> [Aim of the exercise] Copy out word for word the lines of the data below, from the line containing "Could you please point to the blue" through the end of the data.

> [Records supplied]
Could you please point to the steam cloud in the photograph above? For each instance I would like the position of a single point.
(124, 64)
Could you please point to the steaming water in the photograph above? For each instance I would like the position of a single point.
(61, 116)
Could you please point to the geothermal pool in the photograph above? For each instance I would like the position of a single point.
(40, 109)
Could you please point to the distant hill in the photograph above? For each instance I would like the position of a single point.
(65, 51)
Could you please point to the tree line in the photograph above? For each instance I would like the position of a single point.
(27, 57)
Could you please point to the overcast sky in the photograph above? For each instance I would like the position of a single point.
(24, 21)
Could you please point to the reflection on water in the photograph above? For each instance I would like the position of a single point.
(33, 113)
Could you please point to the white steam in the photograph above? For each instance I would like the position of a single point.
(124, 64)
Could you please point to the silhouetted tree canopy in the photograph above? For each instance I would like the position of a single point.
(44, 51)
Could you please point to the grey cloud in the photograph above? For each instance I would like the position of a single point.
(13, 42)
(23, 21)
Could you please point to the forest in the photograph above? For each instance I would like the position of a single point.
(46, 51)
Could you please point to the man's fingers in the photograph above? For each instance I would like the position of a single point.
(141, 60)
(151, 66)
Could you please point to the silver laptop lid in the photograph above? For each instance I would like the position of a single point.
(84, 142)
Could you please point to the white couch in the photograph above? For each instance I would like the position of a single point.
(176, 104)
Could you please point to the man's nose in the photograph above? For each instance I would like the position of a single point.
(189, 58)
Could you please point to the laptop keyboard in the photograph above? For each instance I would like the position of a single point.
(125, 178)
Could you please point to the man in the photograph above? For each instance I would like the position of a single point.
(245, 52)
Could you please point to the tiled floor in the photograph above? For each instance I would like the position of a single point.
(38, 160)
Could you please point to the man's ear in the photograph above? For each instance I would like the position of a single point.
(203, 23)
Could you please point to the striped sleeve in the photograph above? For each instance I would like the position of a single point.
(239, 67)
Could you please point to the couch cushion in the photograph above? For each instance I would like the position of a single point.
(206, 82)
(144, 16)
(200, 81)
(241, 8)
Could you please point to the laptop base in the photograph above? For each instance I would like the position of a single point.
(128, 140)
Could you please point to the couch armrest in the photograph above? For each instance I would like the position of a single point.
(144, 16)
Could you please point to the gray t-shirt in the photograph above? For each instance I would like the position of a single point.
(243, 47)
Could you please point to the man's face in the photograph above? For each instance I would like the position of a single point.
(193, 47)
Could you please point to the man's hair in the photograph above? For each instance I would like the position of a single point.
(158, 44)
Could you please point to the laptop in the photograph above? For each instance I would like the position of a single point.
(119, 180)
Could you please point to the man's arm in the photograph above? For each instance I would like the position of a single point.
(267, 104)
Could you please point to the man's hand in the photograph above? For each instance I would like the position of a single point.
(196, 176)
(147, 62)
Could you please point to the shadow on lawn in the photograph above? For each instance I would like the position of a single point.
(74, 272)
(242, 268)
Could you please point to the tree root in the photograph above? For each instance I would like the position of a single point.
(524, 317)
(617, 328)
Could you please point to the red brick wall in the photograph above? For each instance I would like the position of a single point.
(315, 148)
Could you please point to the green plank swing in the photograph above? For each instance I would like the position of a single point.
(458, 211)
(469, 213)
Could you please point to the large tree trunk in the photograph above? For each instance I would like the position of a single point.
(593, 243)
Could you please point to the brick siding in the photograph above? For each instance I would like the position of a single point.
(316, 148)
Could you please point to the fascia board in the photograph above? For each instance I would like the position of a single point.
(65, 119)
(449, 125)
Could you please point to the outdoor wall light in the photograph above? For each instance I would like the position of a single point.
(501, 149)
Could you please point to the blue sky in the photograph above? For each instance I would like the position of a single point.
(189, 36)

> [Task output]
Could you please point to the blue sky in the photograph above? For each instance I would like the position of a single point.
(189, 36)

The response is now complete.